_Quoted text_
By on January 14, 2016

ChevyDealership03.jpg

General Motors will sell highly coveted lease returns and company cars online starting next month through a program called the Factory Pre-owned Collection.

The program, which we’ve covered briefly, will sell lease returns and company cars through an online portal that makes those cars available nationwide. GM said its inventory would be roughly 30,000 cars, which all have fewer than 37,000 miles and be covered by extended warranties from the factory. Potential owners can apply for credit through the online portal and pick up their cars at a nearby dealer.

So … if GM is selling the cars owned by GM and GM Financial (or related bank) from a nationwide database, which can be financed online, and merely picked up at a nearby dealership, isn’t that just a direct sale?

Not exactly, according to a GM spokeswoman.

The program simply inserts the public into a buying process that dealers have used exclusively for company cars, rental cars and lease returns. Those sales already return a healthy profit for the respective parties.

_Requirement_
Condense the paragraph beginning "The program, which we've covered briefly" in the article above on GM's Factory Pre-owned Collection into a short bulleted list that keeps its main facts.

_Provided material_
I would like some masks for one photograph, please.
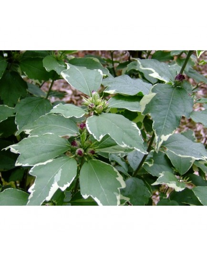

_Solution to this task_
- Lease returns and company cars will be sold through an online portal that makes them available nationwide.
- GM expects an inventory of roughly 30,000 cars.
- Every car has fewer than 37,000 miles and is covered by extended factory warranties.
- Buyers can apply for credit through the portal and pick up their cars at a nearby dealer.